__Exercise instructions__: Which lines of the listing hold the string "sleeve"? Show each of them.
Data for analysis Start Marker
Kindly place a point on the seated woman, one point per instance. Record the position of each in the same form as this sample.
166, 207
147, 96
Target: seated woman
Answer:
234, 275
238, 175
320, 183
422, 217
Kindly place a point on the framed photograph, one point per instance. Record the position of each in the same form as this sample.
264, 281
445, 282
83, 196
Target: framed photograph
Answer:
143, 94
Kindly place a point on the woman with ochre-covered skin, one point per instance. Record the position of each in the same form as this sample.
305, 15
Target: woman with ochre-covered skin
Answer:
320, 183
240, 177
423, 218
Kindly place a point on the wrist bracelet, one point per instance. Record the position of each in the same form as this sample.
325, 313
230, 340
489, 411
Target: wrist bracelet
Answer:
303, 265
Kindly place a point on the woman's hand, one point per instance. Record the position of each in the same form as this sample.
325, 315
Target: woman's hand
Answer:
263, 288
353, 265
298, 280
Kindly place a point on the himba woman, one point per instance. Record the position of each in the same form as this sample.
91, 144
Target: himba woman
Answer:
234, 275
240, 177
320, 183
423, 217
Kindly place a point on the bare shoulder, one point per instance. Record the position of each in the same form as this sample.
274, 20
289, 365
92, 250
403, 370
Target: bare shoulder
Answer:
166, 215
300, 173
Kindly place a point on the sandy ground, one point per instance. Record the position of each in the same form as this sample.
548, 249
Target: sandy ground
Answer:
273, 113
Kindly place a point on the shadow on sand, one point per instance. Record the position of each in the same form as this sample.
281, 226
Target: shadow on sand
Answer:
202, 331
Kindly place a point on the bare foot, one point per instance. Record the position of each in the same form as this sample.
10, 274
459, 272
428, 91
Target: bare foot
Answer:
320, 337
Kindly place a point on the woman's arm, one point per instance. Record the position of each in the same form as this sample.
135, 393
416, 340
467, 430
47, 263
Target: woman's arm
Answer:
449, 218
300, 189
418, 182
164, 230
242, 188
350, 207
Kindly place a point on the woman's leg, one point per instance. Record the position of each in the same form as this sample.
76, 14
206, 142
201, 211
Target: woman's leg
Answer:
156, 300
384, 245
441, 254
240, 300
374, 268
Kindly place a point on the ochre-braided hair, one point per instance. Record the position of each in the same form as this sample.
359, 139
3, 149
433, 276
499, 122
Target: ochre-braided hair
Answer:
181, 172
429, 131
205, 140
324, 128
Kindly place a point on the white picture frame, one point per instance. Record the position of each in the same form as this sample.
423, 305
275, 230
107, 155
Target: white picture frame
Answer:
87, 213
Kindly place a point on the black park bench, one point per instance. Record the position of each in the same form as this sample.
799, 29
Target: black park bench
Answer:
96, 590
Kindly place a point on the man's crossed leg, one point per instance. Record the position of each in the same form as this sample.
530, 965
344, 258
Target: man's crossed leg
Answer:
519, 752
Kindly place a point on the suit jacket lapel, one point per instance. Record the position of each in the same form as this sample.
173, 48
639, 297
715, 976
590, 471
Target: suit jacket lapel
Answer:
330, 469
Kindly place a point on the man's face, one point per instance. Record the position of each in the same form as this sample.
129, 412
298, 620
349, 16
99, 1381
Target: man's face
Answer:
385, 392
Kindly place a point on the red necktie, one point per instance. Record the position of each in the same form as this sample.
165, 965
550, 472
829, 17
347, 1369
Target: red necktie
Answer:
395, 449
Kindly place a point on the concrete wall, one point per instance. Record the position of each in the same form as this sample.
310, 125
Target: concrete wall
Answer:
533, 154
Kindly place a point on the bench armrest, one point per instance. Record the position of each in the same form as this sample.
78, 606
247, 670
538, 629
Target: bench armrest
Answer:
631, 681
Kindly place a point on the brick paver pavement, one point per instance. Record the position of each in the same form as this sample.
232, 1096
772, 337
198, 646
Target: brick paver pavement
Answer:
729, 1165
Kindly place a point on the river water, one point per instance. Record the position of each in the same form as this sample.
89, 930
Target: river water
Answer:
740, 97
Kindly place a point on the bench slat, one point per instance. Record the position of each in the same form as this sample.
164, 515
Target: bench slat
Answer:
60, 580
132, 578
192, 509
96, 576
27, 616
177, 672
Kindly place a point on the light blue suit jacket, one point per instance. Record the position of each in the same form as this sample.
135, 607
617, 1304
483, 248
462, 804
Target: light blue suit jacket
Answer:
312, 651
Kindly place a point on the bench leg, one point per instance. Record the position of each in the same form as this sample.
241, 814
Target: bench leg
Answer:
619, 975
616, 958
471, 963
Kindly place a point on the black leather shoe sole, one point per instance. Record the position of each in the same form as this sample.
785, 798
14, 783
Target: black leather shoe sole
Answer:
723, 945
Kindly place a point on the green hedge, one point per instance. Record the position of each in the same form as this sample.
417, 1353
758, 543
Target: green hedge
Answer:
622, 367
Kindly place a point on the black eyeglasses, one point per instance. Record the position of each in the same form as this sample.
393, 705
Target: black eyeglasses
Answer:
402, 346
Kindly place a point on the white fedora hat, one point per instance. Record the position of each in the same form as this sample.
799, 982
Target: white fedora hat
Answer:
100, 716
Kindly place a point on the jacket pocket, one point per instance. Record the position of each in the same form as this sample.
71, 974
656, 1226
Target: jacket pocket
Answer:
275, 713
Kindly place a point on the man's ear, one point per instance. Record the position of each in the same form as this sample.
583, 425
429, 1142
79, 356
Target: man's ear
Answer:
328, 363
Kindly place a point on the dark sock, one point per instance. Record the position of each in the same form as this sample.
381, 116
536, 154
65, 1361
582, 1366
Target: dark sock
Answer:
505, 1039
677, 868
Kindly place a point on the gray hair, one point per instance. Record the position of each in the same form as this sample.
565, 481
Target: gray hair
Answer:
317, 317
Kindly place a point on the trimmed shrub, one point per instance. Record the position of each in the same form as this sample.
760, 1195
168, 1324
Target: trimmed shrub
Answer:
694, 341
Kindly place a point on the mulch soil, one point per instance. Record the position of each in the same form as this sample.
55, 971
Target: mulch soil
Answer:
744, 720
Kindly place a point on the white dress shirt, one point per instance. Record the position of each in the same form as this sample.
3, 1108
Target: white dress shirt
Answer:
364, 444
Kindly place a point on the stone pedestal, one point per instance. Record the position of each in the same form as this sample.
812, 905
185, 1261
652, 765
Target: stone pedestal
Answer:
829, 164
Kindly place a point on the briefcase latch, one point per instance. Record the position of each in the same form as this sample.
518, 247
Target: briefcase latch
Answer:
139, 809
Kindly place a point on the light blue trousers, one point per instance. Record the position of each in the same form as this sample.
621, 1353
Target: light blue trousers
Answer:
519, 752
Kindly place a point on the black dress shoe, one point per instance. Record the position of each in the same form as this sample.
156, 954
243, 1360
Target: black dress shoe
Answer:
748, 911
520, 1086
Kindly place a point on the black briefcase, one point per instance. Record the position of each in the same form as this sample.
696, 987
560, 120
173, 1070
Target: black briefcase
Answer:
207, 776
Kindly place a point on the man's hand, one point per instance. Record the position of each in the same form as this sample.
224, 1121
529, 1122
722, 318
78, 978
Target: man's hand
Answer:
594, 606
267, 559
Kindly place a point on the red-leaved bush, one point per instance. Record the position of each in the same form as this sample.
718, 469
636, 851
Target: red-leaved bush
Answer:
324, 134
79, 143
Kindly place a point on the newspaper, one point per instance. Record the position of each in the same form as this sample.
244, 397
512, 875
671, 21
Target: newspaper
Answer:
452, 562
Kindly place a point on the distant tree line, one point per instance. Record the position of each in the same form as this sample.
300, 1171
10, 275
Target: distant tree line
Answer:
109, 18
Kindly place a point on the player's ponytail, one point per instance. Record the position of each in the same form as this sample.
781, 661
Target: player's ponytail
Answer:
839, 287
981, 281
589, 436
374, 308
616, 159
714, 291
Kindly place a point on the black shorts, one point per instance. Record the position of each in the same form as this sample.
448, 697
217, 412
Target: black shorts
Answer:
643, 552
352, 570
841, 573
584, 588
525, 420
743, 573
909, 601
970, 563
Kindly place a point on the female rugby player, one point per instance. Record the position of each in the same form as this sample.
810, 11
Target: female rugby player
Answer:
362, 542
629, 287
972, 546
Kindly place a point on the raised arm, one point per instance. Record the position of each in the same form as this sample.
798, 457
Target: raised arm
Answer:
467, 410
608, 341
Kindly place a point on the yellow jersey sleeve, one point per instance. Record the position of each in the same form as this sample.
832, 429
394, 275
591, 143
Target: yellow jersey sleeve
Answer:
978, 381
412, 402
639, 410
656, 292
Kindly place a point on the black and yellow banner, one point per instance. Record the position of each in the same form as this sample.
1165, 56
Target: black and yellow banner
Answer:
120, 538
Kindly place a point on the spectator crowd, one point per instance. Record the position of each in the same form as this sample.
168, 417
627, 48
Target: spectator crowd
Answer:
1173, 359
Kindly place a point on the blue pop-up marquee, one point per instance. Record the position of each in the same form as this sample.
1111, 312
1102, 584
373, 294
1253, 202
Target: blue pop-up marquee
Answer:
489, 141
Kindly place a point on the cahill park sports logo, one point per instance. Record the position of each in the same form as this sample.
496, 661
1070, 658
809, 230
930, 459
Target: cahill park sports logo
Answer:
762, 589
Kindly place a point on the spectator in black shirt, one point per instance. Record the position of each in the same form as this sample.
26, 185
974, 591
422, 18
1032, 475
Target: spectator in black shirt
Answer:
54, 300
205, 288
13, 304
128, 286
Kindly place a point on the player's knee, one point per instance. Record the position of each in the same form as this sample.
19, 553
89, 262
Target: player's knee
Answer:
Data for analysis End Marker
__Output of the exercise__:
Kindly place a point on the yellow jersey sleeve, one point per instance. Record the position of each in the same form as this sample.
Target: yellow jersey sleeve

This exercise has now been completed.